Work item: Pull every line with "blurred" from the data.

Data:

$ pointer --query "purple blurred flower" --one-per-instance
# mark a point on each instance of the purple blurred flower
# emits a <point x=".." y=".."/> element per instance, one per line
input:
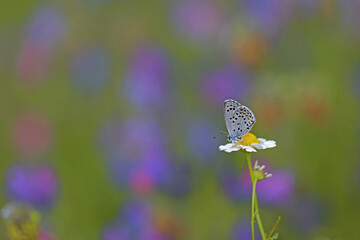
<point x="136" y="153"/>
<point x="306" y="214"/>
<point x="179" y="180"/>
<point x="242" y="230"/>
<point x="32" y="133"/>
<point x="147" y="77"/>
<point x="36" y="185"/>
<point x="33" y="63"/>
<point x="110" y="136"/>
<point x="143" y="134"/>
<point x="277" y="190"/>
<point x="226" y="82"/>
<point x="197" y="19"/>
<point x="141" y="174"/>
<point x="135" y="222"/>
<point x="90" y="69"/>
<point x="200" y="140"/>
<point x="268" y="16"/>
<point x="232" y="183"/>
<point x="46" y="27"/>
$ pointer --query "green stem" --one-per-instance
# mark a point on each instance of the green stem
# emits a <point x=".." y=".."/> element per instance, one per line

Worked solution:
$ pointer --query "purple blurred flower" --one-per-instance
# mark a point on each instance of the purple blurred flower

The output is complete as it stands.